DIRECTIONS:
• 1. Answer these questions using the Shovels & Rope interview, marking each answer with its letter:
(a) Where is the duo scheduled to perform on March 11?
(b) What kind of music did both musicians start out playing?
(c) According to Michael Trent, what do people respect about the music the couple makes?
• 2. Summarize the Shovels & Rope interview in two sentences.
• 3. Copy the Shovels & Rope interview word for word, from "CH: We know" up to and including "to all that.".

>> start GIVEN TEXT

Shovels & Rope: Americana Darlings (Interview)

Cary Ann Hearst and Michael Trent are Shovels And Rope, the husband and wife team who, after releasing their third album, Swimmin’ Time, in August of 2014, have decided to make their way down to this part of the world to perform at Auckland’s Tuning Fork on March 11. Although the couple now resides in Charleston, South Carolina, they have roots in Texas, Colorado and Nashville. Both musicians started out playing punk rock but now their sound is classic Americana adding elements of country, bluegrass, folk and soul, but retaining a bit of that punk attitude. The 13th Floor’s Marty Duda got the couple on the line from their home in South Carolina and talked to them about their transition from punk to Americana and what its like being compared to Johnny and June.

Click here to listen to the interview with Shovels And Rope:

Or, read a transcription of the interview here:

MD: It’s been quite a year for you guys, do you feel like there’s a sense of momentum of what’s going on with your career and your music?

CH: Certainly. Especially the last couple of years and its funny cause this little break that we’re having, this much needed break, it’s been so strange because it’s been like a sudden wonderful stillness. Yeah, this last year was just the coolest year you could imagine, travelling around, you know, getting to go on TV, making cool records that people listen to. It’s just the best.

MD: It sounds great and I was reading some of the press that’s been written about you and you know, they’re calling you like Americana darlings and I saw somebody compared you to like Johnny and June, you know. Do you feel much pressure because of all that?

MT: Not really, we, I mean.

CH: We know we’re not  Johnny and June!! No really, Michael go ahead you were saying, we don’t really feel the pressure, we kind of, we don’t really let ourselves get into to all that.

MT: Yeah, I mean, people are going to say whatever they’re going to say and we do feel, you know, we are excited and grateful that people care.

MD: Right.

MT: But you know, we’re also a little bit stubborn the way that we go about creating music and making records. So, you know, I mean, it’s like we never really thought they were gonna like the first one and then when we made the second one then we were like, ‘Oh man they’re really not gonna like this’. But people, you know, I think they respect the fact that we make music that comes from an honest place.
[youtube https://www.youtube.com/watch?v=h1n7FAsiezo]
MD: I was speaking with your friend Shakey Bones yesterday and he had kind of a similar feeling about how his career’s going, he didn’t really expect anybody to ever hear his first album and now he’s, you know, he’s kind of riding on a little wave of the similar thing to you are, popularity and a little bit of pressure about you know, what’s going on with the second album. Do you feel that you’re part of a community…a  movement?

>> end GIVEN TEXT
>> start LISTED RECORDS

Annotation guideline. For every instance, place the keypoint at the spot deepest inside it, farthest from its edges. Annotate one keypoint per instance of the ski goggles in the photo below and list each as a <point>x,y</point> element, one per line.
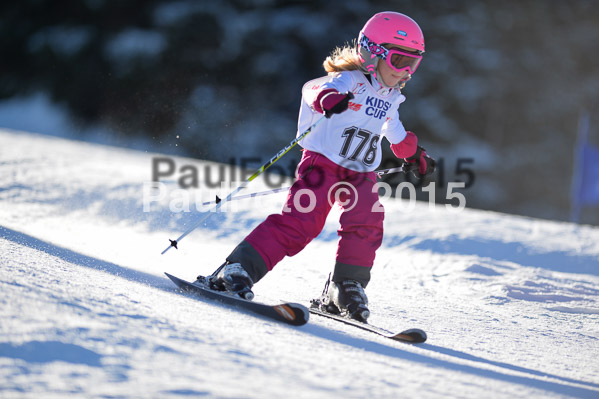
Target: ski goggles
<point>398,60</point>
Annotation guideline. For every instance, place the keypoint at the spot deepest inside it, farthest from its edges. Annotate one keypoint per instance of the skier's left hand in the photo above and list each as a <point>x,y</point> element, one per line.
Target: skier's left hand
<point>420,164</point>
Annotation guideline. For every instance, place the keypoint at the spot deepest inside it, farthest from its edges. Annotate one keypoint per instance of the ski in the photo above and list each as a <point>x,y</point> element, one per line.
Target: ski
<point>290,313</point>
<point>413,335</point>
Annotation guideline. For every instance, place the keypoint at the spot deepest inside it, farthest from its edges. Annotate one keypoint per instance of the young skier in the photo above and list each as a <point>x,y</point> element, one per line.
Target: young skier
<point>363,88</point>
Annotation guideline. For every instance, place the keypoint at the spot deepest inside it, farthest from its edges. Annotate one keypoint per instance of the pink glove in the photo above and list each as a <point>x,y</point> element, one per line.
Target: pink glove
<point>330,101</point>
<point>414,155</point>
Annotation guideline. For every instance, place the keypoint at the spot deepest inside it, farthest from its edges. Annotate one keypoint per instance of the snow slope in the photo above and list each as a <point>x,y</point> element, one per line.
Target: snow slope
<point>511,304</point>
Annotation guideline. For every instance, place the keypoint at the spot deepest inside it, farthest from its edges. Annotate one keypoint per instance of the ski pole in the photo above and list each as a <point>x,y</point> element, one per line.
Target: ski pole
<point>243,185</point>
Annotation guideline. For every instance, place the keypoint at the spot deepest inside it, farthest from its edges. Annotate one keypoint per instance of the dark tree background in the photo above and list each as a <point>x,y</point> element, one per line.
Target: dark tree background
<point>503,83</point>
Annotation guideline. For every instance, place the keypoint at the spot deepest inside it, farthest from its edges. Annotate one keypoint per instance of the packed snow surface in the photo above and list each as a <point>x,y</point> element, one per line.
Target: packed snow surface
<point>510,304</point>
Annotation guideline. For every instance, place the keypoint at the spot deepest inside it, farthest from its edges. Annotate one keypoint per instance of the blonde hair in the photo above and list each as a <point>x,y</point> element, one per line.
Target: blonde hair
<point>344,58</point>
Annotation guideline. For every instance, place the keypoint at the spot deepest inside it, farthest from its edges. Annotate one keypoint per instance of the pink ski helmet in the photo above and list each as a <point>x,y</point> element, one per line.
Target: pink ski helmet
<point>388,28</point>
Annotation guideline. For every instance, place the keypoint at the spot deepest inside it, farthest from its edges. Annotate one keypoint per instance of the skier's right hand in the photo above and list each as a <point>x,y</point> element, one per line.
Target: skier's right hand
<point>330,101</point>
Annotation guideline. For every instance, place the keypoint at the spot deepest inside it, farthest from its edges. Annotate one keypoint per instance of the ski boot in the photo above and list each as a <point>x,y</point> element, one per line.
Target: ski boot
<point>346,298</point>
<point>232,278</point>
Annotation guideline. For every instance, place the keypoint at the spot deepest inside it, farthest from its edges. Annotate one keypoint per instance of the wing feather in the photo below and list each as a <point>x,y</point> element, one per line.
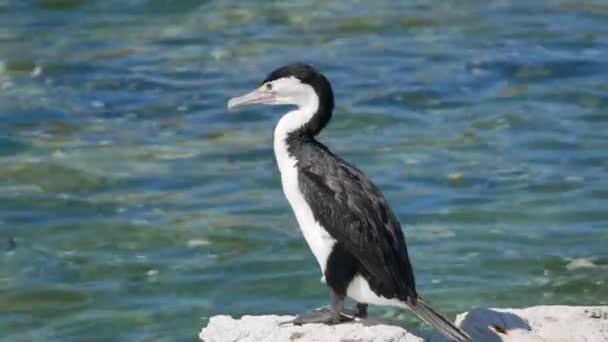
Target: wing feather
<point>354,212</point>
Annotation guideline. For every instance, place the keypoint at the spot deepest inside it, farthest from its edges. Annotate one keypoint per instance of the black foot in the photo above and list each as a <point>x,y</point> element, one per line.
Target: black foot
<point>359,311</point>
<point>323,315</point>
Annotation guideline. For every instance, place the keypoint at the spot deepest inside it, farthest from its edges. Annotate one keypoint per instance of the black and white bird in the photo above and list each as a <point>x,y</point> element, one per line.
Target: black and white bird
<point>345,219</point>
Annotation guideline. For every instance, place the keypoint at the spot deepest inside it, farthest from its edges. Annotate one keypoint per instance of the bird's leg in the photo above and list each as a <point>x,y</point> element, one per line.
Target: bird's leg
<point>325,315</point>
<point>359,311</point>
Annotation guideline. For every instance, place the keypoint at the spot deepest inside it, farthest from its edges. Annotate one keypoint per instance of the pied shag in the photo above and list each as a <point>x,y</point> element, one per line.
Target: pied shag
<point>345,219</point>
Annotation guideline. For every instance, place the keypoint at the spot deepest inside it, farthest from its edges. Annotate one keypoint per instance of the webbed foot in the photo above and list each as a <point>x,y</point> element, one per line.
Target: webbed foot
<point>324,315</point>
<point>359,311</point>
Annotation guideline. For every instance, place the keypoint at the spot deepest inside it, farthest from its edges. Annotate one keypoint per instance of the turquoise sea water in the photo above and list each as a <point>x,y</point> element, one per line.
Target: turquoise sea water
<point>133,206</point>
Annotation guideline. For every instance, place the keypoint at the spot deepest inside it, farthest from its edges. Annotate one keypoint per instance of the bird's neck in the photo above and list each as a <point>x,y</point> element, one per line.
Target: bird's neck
<point>290,132</point>
<point>299,128</point>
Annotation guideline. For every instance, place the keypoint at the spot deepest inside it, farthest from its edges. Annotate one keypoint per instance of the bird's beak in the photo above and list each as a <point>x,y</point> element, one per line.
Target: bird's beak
<point>259,95</point>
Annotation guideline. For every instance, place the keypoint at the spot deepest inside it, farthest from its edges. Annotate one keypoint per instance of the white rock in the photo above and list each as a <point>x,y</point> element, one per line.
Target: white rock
<point>535,324</point>
<point>266,329</point>
<point>552,323</point>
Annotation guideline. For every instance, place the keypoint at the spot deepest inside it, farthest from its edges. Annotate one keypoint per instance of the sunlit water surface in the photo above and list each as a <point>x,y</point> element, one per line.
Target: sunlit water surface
<point>133,206</point>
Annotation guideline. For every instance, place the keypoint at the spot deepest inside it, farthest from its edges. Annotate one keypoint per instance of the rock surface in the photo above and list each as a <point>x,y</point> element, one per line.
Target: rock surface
<point>535,324</point>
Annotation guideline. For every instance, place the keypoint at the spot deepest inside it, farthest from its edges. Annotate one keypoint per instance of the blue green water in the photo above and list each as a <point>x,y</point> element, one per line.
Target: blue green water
<point>133,206</point>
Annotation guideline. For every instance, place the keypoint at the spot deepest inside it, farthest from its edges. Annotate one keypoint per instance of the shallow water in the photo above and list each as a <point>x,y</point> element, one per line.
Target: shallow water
<point>133,206</point>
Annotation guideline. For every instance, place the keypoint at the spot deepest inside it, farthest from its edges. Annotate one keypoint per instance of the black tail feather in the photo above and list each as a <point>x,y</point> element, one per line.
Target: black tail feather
<point>438,321</point>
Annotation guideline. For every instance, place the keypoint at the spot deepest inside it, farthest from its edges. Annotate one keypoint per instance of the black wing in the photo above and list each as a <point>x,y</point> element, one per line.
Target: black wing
<point>354,212</point>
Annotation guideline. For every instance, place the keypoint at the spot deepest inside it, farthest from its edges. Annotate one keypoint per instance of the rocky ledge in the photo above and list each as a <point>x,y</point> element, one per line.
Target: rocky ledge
<point>534,324</point>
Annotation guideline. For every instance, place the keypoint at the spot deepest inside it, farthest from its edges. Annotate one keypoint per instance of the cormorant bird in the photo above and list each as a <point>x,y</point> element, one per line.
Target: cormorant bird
<point>345,219</point>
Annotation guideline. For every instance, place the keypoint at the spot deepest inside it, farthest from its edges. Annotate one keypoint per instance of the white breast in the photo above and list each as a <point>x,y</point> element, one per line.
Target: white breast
<point>318,239</point>
<point>359,290</point>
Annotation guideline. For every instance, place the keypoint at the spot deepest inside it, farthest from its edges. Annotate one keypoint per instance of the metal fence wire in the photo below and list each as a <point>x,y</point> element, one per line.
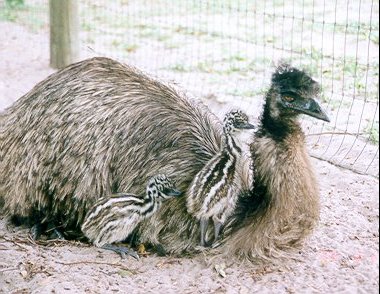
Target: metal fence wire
<point>224,51</point>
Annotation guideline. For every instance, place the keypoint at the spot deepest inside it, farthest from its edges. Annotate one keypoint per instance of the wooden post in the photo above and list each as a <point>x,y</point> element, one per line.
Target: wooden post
<point>64,41</point>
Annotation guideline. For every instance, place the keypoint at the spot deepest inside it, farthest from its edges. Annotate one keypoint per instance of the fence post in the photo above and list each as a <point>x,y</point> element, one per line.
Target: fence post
<point>64,41</point>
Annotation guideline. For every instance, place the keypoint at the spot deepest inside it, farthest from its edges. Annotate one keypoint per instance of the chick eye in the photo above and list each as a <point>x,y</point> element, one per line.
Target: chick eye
<point>288,98</point>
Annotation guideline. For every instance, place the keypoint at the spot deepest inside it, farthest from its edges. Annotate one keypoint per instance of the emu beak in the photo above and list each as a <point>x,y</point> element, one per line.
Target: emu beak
<point>246,126</point>
<point>312,108</point>
<point>173,192</point>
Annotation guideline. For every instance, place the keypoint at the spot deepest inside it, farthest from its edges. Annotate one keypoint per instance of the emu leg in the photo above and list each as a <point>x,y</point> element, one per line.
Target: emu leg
<point>203,224</point>
<point>123,251</point>
<point>36,231</point>
<point>217,226</point>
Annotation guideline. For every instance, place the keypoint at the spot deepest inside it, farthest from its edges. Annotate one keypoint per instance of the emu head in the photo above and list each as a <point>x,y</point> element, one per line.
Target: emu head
<point>161,187</point>
<point>236,120</point>
<point>293,92</point>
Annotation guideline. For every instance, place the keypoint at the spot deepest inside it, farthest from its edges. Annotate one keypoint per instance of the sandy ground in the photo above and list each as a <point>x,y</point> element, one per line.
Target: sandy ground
<point>342,256</point>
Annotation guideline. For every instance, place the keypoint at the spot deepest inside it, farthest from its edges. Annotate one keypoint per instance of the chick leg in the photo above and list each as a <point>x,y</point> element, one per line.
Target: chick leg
<point>123,251</point>
<point>204,224</point>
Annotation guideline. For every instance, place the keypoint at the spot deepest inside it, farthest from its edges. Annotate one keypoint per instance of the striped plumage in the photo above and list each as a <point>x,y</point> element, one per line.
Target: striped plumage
<point>214,190</point>
<point>113,219</point>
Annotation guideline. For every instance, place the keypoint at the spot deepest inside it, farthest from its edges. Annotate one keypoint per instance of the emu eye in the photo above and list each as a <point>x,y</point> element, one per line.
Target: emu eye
<point>288,98</point>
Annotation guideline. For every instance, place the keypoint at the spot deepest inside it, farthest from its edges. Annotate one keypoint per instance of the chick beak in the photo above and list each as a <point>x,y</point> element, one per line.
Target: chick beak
<point>312,108</point>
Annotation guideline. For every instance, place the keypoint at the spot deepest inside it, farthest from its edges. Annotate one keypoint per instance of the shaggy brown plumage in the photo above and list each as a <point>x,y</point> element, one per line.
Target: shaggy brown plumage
<point>99,127</point>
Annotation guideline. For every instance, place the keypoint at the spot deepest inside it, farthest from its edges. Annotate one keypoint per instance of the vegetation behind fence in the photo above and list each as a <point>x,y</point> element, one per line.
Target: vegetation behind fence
<point>225,51</point>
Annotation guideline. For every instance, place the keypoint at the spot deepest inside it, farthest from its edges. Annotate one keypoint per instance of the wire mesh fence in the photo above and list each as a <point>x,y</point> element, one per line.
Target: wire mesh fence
<point>224,53</point>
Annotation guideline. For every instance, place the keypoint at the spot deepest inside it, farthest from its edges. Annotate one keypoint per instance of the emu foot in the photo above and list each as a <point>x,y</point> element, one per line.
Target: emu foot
<point>123,251</point>
<point>56,234</point>
<point>160,250</point>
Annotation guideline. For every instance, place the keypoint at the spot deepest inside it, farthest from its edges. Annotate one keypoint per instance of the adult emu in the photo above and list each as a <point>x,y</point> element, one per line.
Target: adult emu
<point>98,127</point>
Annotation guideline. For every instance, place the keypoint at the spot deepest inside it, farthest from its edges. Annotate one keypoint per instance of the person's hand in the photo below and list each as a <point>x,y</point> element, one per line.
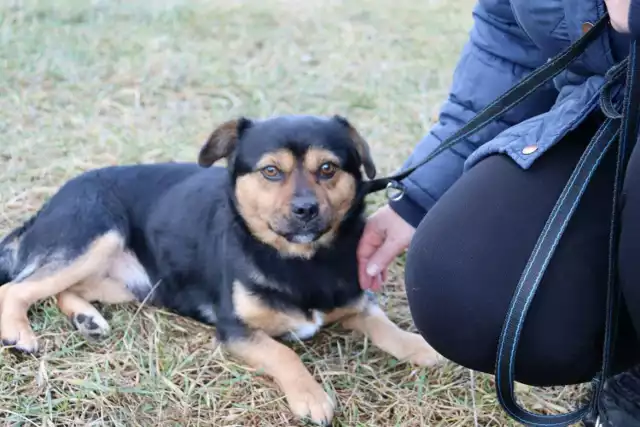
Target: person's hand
<point>386,235</point>
<point>619,14</point>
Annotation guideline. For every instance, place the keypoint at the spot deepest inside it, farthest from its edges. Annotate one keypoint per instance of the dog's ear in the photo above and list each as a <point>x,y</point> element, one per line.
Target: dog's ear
<point>362,147</point>
<point>222,141</point>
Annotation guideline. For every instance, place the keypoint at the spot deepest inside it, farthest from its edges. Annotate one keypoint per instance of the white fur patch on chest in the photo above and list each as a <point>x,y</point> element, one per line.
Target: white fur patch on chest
<point>207,313</point>
<point>306,330</point>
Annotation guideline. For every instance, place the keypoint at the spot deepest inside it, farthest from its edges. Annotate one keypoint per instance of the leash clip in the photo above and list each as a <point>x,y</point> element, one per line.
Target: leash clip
<point>395,191</point>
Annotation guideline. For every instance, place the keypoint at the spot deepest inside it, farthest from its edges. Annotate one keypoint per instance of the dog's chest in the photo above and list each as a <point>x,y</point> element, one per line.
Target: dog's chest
<point>304,330</point>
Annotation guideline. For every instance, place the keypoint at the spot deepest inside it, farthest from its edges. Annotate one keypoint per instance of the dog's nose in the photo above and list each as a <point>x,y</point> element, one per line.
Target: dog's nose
<point>305,208</point>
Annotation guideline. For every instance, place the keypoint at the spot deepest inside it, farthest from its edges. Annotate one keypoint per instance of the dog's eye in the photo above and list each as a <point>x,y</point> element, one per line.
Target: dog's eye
<point>271,172</point>
<point>327,170</point>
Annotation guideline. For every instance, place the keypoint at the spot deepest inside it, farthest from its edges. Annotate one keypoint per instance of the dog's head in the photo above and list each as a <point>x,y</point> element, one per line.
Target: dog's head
<point>294,177</point>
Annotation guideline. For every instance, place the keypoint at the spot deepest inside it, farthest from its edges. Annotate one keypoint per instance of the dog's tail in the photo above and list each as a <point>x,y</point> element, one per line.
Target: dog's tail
<point>9,247</point>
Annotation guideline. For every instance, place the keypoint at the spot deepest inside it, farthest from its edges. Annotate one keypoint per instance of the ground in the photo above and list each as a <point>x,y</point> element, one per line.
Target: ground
<point>85,84</point>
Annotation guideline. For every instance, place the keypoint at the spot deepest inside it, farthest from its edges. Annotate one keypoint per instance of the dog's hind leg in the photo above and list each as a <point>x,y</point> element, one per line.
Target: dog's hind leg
<point>19,296</point>
<point>75,303</point>
<point>83,315</point>
<point>368,318</point>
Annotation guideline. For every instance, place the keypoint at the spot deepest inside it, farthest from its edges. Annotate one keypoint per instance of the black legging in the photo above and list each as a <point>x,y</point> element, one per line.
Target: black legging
<point>469,252</point>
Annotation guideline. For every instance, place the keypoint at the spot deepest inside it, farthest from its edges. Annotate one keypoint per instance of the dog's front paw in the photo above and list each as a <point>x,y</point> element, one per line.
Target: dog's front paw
<point>419,352</point>
<point>309,400</point>
<point>91,326</point>
<point>18,334</point>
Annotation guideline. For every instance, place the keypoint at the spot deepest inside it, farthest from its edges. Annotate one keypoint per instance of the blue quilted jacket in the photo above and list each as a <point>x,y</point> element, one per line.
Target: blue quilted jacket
<point>508,40</point>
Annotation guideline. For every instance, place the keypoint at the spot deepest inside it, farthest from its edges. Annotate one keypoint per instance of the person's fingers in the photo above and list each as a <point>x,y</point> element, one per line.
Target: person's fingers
<point>369,243</point>
<point>380,260</point>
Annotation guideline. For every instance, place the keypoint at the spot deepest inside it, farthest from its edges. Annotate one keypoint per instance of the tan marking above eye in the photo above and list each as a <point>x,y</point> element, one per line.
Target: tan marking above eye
<point>281,159</point>
<point>316,157</point>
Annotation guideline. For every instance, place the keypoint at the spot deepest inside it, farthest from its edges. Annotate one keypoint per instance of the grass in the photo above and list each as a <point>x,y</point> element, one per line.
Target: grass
<point>86,84</point>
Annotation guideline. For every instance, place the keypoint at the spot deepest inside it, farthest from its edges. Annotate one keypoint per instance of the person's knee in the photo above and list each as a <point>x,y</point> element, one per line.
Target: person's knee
<point>444,311</point>
<point>459,308</point>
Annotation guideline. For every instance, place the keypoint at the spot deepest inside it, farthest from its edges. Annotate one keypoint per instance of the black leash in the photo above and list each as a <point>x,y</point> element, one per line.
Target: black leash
<point>621,129</point>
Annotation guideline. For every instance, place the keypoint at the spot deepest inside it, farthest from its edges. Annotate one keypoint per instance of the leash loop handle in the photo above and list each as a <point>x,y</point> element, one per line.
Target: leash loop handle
<point>395,190</point>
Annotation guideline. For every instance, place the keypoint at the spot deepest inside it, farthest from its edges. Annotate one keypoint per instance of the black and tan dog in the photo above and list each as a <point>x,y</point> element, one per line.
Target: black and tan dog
<point>263,248</point>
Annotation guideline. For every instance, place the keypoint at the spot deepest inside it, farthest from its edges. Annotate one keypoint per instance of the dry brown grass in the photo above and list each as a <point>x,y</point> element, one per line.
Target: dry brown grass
<point>85,84</point>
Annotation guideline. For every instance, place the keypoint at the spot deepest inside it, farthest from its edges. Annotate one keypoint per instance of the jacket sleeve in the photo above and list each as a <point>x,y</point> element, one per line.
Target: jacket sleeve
<point>634,18</point>
<point>496,56</point>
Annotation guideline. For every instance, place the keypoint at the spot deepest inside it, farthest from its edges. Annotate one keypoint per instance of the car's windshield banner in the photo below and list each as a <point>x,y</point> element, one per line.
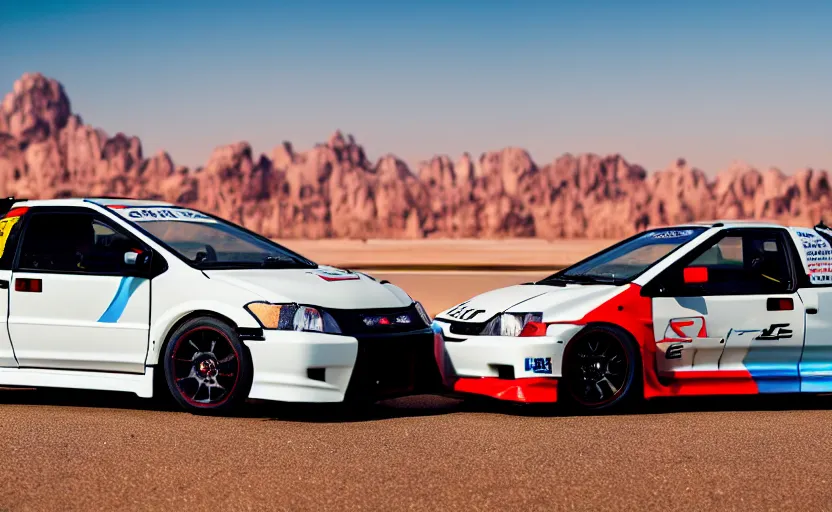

>> end LISTED RECORDS

RESULTS IN ORDER:
• 1.
(a) Auckland’s Tuning Fork.
(b) Punk rock.
(c) The fact that they make music that comes from an honest place.

• 2. Shovels And Rope, the husband-and-wife team of Cary Ann Hearst and Michael Trent, released their third album, Swimmin’ Time, in August 2014 and will perform at Auckland’s Tuning Fork on March 11. Speaking with Marty Duda, they call the past year the coolest they could imagine and say they feel little pressure from being compared to Johnny and June, since they believe people respect that their music comes from an honest place.

• 3.
CH: We know we’re not  Johnny and June!! No really, Michael go ahead you were saying, we don’t really feel the pressure, we kind of, we don’t really let ourselves get into to all that.